**Exercise**
All of the entries below are to be retyped exactly.

***

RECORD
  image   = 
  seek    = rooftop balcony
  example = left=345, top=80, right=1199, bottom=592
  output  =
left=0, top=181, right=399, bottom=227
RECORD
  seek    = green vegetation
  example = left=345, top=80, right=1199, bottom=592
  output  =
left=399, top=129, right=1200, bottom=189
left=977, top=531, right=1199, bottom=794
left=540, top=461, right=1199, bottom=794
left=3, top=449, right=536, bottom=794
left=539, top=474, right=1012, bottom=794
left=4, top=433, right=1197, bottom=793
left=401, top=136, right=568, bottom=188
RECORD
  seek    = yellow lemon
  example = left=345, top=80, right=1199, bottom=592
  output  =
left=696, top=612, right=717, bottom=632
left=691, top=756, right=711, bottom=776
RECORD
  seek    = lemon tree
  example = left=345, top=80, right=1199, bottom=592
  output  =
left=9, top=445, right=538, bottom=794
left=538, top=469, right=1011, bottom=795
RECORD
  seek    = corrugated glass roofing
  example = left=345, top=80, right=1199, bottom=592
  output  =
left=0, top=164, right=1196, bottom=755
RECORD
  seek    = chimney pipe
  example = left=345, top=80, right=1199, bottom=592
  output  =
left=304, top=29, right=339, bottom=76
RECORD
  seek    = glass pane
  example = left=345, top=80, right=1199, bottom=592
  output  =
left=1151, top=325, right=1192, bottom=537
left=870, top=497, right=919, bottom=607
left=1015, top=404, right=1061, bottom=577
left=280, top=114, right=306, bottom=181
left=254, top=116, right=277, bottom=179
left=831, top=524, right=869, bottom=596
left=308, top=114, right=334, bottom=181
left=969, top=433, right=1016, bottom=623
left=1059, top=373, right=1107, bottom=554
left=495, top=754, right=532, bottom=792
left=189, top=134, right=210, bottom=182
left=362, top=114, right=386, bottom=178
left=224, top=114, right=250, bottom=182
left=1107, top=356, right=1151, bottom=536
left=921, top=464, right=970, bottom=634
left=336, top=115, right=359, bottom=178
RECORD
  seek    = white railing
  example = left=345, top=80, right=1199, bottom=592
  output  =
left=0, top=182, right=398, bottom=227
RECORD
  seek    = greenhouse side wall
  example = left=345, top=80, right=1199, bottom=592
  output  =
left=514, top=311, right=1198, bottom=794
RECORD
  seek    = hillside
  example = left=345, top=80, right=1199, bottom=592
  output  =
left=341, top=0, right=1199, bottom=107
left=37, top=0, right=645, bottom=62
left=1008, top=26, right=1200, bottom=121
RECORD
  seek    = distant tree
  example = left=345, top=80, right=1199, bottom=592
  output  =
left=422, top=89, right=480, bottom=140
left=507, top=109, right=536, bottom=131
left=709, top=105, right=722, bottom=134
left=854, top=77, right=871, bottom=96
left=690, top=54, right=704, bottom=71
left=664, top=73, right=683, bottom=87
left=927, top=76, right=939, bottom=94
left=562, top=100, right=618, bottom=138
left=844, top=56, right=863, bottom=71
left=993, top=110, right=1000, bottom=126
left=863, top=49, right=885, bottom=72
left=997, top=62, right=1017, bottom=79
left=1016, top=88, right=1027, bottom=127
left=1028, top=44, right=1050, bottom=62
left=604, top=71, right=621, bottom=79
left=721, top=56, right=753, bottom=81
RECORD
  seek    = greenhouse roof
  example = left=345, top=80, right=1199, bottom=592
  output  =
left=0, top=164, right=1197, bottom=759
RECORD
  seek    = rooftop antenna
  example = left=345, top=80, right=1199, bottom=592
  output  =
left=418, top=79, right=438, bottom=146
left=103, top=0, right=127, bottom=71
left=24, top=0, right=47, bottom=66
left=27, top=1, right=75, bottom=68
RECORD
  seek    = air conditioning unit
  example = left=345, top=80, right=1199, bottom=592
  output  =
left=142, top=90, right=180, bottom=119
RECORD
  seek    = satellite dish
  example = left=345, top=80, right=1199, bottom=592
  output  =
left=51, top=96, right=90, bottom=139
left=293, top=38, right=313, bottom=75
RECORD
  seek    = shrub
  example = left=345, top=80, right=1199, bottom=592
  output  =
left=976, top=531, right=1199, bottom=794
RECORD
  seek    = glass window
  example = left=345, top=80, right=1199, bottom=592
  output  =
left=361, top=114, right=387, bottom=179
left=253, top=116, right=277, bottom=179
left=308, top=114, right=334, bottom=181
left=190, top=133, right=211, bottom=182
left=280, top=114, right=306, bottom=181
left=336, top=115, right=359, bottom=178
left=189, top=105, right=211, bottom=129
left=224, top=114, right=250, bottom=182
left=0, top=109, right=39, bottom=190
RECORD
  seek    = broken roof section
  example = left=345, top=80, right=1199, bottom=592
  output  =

***

**Solution below**
RECORD
  image   = 
  seek    = rooftop balcony
  example = left=345, top=80, right=1199, bottom=592
  output  =
left=0, top=181, right=399, bottom=227
RECORD
  seek    = green vegetation
  example = left=345, top=80, right=1199, bottom=592
  output  =
left=399, top=129, right=1200, bottom=189
left=977, top=531, right=1199, bottom=794
left=540, top=461, right=1199, bottom=794
left=3, top=449, right=536, bottom=794
left=539, top=474, right=1012, bottom=794
left=4, top=433, right=1197, bottom=793
left=401, top=136, right=568, bottom=188
RECORD
  seek    = yellow lemon
  example = left=345, top=80, right=1199, bottom=592
  output  =
left=696, top=612, right=717, bottom=632
left=691, top=756, right=711, bottom=776
RECORD
  seek    = lemon tree
  example = left=345, top=80, right=1199, bottom=592
  output  =
left=9, top=445, right=538, bottom=794
left=538, top=469, right=1011, bottom=795
RECORD
  seek    = corrugated glass roofing
  example = left=345, top=80, right=1199, bottom=592
  output  =
left=0, top=164, right=1196, bottom=755
RECORD
  seek    = chimney pipe
  example = left=345, top=80, right=1199, bottom=592
  output  =
left=304, top=29, right=339, bottom=76
RECORD
  seek    = glass pane
  example = left=345, top=80, right=1199, bottom=592
  output  =
left=1151, top=325, right=1192, bottom=537
left=870, top=497, right=919, bottom=607
left=1015, top=404, right=1061, bottom=577
left=280, top=114, right=306, bottom=181
left=254, top=116, right=277, bottom=179
left=831, top=524, right=869, bottom=596
left=308, top=114, right=334, bottom=181
left=969, top=433, right=1016, bottom=623
left=1059, top=373, right=1107, bottom=554
left=495, top=754, right=532, bottom=792
left=189, top=134, right=210, bottom=182
left=362, top=114, right=386, bottom=178
left=224, top=114, right=250, bottom=182
left=1107, top=356, right=1151, bottom=536
left=921, top=464, right=970, bottom=634
left=336, top=115, right=359, bottom=178
RECORD
  seek    = white railing
  example = left=345, top=80, right=1199, bottom=592
  output  =
left=0, top=182, right=398, bottom=227
RECORD
  seek    = greenhouse side wall
  example = left=345, top=80, right=1199, bottom=592
  output  =
left=514, top=311, right=1198, bottom=794
RECORD
  seek    = hillside
  example = left=345, top=80, right=1199, bottom=592
  output  =
left=341, top=0, right=1199, bottom=107
left=37, top=0, right=645, bottom=62
left=1008, top=26, right=1200, bottom=121
RECORD
  seek    = distant tree
  example = left=345, top=80, right=1199, bottom=592
  output  =
left=422, top=89, right=480, bottom=140
left=507, top=109, right=536, bottom=131
left=709, top=105, right=722, bottom=134
left=854, top=77, right=871, bottom=96
left=690, top=54, right=704, bottom=71
left=664, top=73, right=683, bottom=87
left=927, top=76, right=939, bottom=94
left=562, top=100, right=618, bottom=138
left=844, top=56, right=863, bottom=71
left=993, top=110, right=1000, bottom=126
left=863, top=49, right=885, bottom=72
left=997, top=62, right=1017, bottom=79
left=1016, top=88, right=1027, bottom=127
left=1028, top=44, right=1050, bottom=62
left=604, top=71, right=621, bottom=79
left=721, top=56, right=753, bottom=81
RECORD
  seek    = greenhouse roof
  example = left=345, top=80, right=1199, bottom=592
  output  =
left=0, top=164, right=1197, bottom=759
RECORD
  seek    = rooftop antenna
  example = left=345, top=80, right=1199, bottom=592
  output  =
left=418, top=79, right=438, bottom=146
left=103, top=0, right=127, bottom=71
left=24, top=0, right=47, bottom=66
left=27, top=1, right=75, bottom=68
RECORD
  seek    = air conditioning unit
  example = left=345, top=80, right=1199, bottom=592
  output  =
left=142, top=90, right=180, bottom=119
RECORD
  seek    = satellite dish
  example = left=345, top=80, right=1199, bottom=592
  output  =
left=51, top=96, right=90, bottom=139
left=293, top=38, right=313, bottom=75
RECORD
  seek    = shrub
  example = left=345, top=80, right=1199, bottom=592
  output  =
left=976, top=531, right=1199, bottom=794
RECORD
  seek    = glass window
  example = left=345, top=80, right=1199, bottom=592
  output  =
left=361, top=114, right=387, bottom=179
left=253, top=116, right=277, bottom=179
left=308, top=114, right=334, bottom=181
left=190, top=133, right=211, bottom=182
left=280, top=114, right=306, bottom=181
left=336, top=115, right=359, bottom=178
left=189, top=105, right=211, bottom=129
left=224, top=114, right=250, bottom=182
left=0, top=109, right=39, bottom=190
RECORD
  seek    = broken roof section
  example = left=345, top=80, right=1199, bottom=592
  output  =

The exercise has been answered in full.